> Document text
###
In this paper, an enhanced probabilistic loads and DERs modeling as pseudo-measurements for distribution network state estimation is suggested. To achieve more accuracy, the correlation between variables is also considered. To incorporate the pseudo-information of loads and DERs into the WLS estimation problem, the two-point method (TPM) is employed. Using prior statistical studies and historical data, the PDFs of uncertain loads and DERs at different buses are extracted at the first step. The PDFs are applied to the TPM to attain two concentration points at each bus as uncertain variables, afterward. Finally, WLS state estimation is applied to these two concentration points to attain the probabilistic distribution of output variables. It is shown that high accuracy and short computational time are the main advantages of the proposed method.

This study has been divided into four parts. Section 2 describes the WLS state estimation. Modeling of pseudo-measurements is also presented in Sect. 3. Simulation results are provided in Sect. 4. A discussion is given in Sect. 5. Finally, the conclusion is presented in Sect. 6.

2 WLS state estimation

2.1 WLS state estimation technique

The set of measurements given by the vector z can be represented as [20, 21]:

$$ Z = \left[ \begin{aligned} z_{1} \hfill \\ z_{2} \hfill \\ . \hfill \\ . \hfill \\ . \hfill \\ z_{m} \hfill \\ \end{aligned} \right] = \left[ \begin{aligned} h_{1} (x_{1} ,x_{2} , \ldots ,x_{n} ) \hfill \\ h_{2} (x_{1} ,x_{2} , \ldots ,x_{n} ) \hfill \\ . \hfill \\ . \hfill \\ . \hfill \\ h_{m} (x_{1} ,x_{2} , \ldots ,x_{n} ) \hfill \\ \end{aligned} \right] + \left[ \begin{aligned} e_{1} \hfill \\ e_{2} \hfill \\ . \hfill \\ . \hfill \\ . \hfill \\ e_{m} \hfill \\ \end{aligned} \right] = h(x) + e, $$
(1)

where hi(x) is a nonlinear function depending on the measurements i to the state vector x. The system state vector can be represented as:

$$ X = \left[ {\theta_{1} , \ldots ,\theta_{N} ,v_{1} , \ldots ,v_{N} } \right]^{T}, $$
(2)

where X is the system state vector, including \( \theta_{i} \), \( v_{i} \) that are angle and magnitude of bus voltage in flat start [7].

Moreover, the vector of measurement errors is:

$$ e_{z} = \left[ {e_{1} ,e_{2} ,e_{3} , \ldots ,e_{m} } \right]^{T}. $$
(3)
###
> Records provided

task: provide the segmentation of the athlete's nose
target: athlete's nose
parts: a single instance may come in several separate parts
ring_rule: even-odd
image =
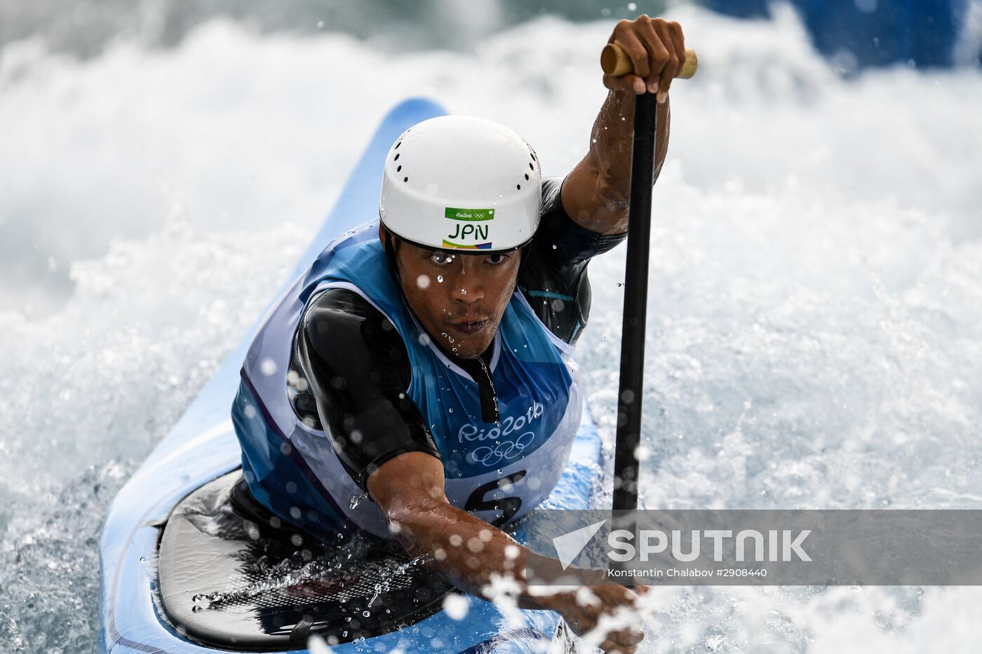
[[[476,261],[468,259],[476,257],[462,256],[462,267],[451,287],[451,297],[457,301],[470,304],[484,299],[484,282],[477,272]]]

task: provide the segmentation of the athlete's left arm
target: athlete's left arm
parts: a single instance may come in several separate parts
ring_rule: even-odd
[[[567,213],[577,224],[597,234],[627,231],[634,96],[657,93],[653,185],[668,150],[669,85],[685,62],[685,42],[678,23],[648,16],[620,21],[608,42],[615,39],[627,52],[639,75],[604,76],[604,85],[610,91],[593,123],[589,151],[563,185],[562,199]]]

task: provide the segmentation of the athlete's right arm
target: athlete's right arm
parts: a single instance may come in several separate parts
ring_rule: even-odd
[[[517,593],[519,606],[549,609],[562,615],[576,633],[597,626],[602,614],[634,605],[636,595],[620,585],[592,586],[595,603],[577,601],[575,593],[532,594],[526,566],[546,570],[559,561],[531,552],[501,529],[454,507],[444,493],[443,463],[421,452],[399,455],[368,476],[368,492],[389,520],[390,528],[412,556],[426,556],[458,588],[493,599],[497,590]],[[504,581],[497,586],[496,579]],[[605,651],[633,652],[639,628],[611,631]]]

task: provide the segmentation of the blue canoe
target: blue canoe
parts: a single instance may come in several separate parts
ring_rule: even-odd
[[[385,117],[334,209],[298,262],[291,281],[335,236],[376,215],[385,154],[396,137],[415,123],[445,113],[442,107],[429,100],[409,99]],[[311,584],[306,579],[299,582],[297,588],[286,588],[295,592],[284,595],[283,587],[265,589],[261,582],[252,583],[246,593],[252,604],[246,603],[245,610],[239,606],[235,615],[237,620],[245,621],[241,625],[248,627],[248,629],[243,629],[244,632],[262,632],[263,637],[251,640],[237,638],[235,627],[229,627],[235,625],[230,621],[236,612],[231,608],[234,602],[227,601],[227,593],[208,596],[209,600],[224,597],[224,602],[202,602],[199,596],[194,596],[190,589],[192,581],[209,573],[221,576],[224,574],[219,571],[221,561],[250,556],[243,551],[226,553],[224,559],[215,560],[218,562],[215,566],[199,568],[197,572],[189,567],[182,570],[182,562],[178,561],[175,567],[183,572],[184,576],[180,578],[189,584],[189,589],[184,590],[184,594],[180,587],[175,591],[174,583],[180,581],[171,581],[171,589],[162,590],[162,586],[167,585],[161,583],[160,572],[164,563],[160,557],[162,542],[180,545],[187,538],[186,551],[198,554],[209,547],[207,538],[221,543],[216,547],[236,547],[235,541],[216,538],[208,528],[194,526],[193,518],[201,513],[200,507],[216,502],[215,498],[228,497],[229,488],[238,474],[241,452],[229,410],[239,386],[240,368],[246,351],[259,322],[225,358],[215,376],[134,473],[110,508],[99,545],[102,583],[98,645],[102,652],[302,652],[307,651],[306,635],[321,633],[317,628],[317,594],[336,592],[337,584],[328,587],[323,583]],[[584,412],[570,463],[549,498],[550,504],[566,509],[592,508],[597,499],[602,456],[596,429]],[[191,509],[189,505],[191,505]],[[520,525],[515,535],[522,539]],[[309,559],[309,553],[305,554]],[[357,568],[357,564],[349,562],[348,576],[342,578],[342,585],[344,579],[356,579]],[[228,577],[223,579],[227,582]],[[281,599],[284,596],[296,598],[293,604],[300,609],[293,613],[280,611],[271,623],[269,613],[264,614],[261,609],[268,604],[264,593],[276,594]],[[375,597],[378,597],[377,591]],[[558,646],[558,651],[562,651],[569,638],[562,621],[551,612],[521,611],[518,621],[514,618],[509,620],[494,604],[471,597],[465,617],[455,620],[443,610],[441,594],[428,597],[428,600],[430,610],[417,611],[402,623],[393,622],[393,630],[384,633],[346,641],[343,634],[347,634],[347,630],[333,629],[335,635],[330,639],[332,650],[388,652],[398,648],[404,652],[541,652],[546,647],[557,651]],[[309,609],[310,606],[314,608]],[[381,609],[384,608],[383,605]],[[223,618],[228,620],[223,623]],[[224,640],[215,636],[221,628],[208,630],[216,621],[219,627],[226,631],[233,629],[231,635],[225,633]],[[204,627],[201,627],[202,624]],[[298,633],[303,637],[299,639]],[[340,641],[338,635],[342,636]]]

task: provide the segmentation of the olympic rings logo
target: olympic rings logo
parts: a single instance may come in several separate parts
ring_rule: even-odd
###
> Challenges
[a] According to the outline in the state estimation text, which sections follow the introduction, and what does each one cover?
[b] How would you say this sentence from the state estimation text in Spanish: "To achieve more accuracy, the correlation between variables is also considered."
[c] Proceed with the state estimation text from where it stops.

> Solved tasks
[a]
Section 2: WLS state estimation
Section 3: modeling of pseudo-measurements
Section 4: simulation results
Section 5: discussion
Section 6: conclusion

[b] Para lograr una mayor precisión, también se considera la correlación entre las variables.

[c]
WLS estimator is one of the most widely used techniques to estimate the state of the distribution network by considering the normal measurements assumption [34]. Considering measurement error to be normally distributed as:

$$ f\left( {Z|X} \right) = \left[ {\frac{1}{{\sqrt {\left( {2\pi } \right)^{m} \det \left( R \right)} }}e^{{\frac{ - 1}{2}\left( {z - h_{x} } \right)^{T} ,R_{z}^{ - 1} \left( {z - h_{i} } \right)}} } \right]. $$
(4)

WLS estimator can be defined by minimizing the following objective function [27]:

$$ J = \left[ {z - h\left( x \right)} \right]^{T} R^{ - 1} \left[ {z - h\left( x \right)} \right], $$
(5)

where h(x) is a function, which is presented in [35]. The measurement error vector can be also written as:

$$ e_{z} = {\mathbb{N}}(0,R_{z} ). $$
(6)

\( {\mathbb{N}} \) introduces Gaussian random variable with covariance matrix \( \Re \). Moreover, the error covariance matrix can be represented as:

$$ R = {\text{diag}}\left\{ {\sigma_{z1}^{2} ,\sigma_{z2}^{2} , \ldots ,\sigma_{zi}^{2} } \right\}. $$
(7)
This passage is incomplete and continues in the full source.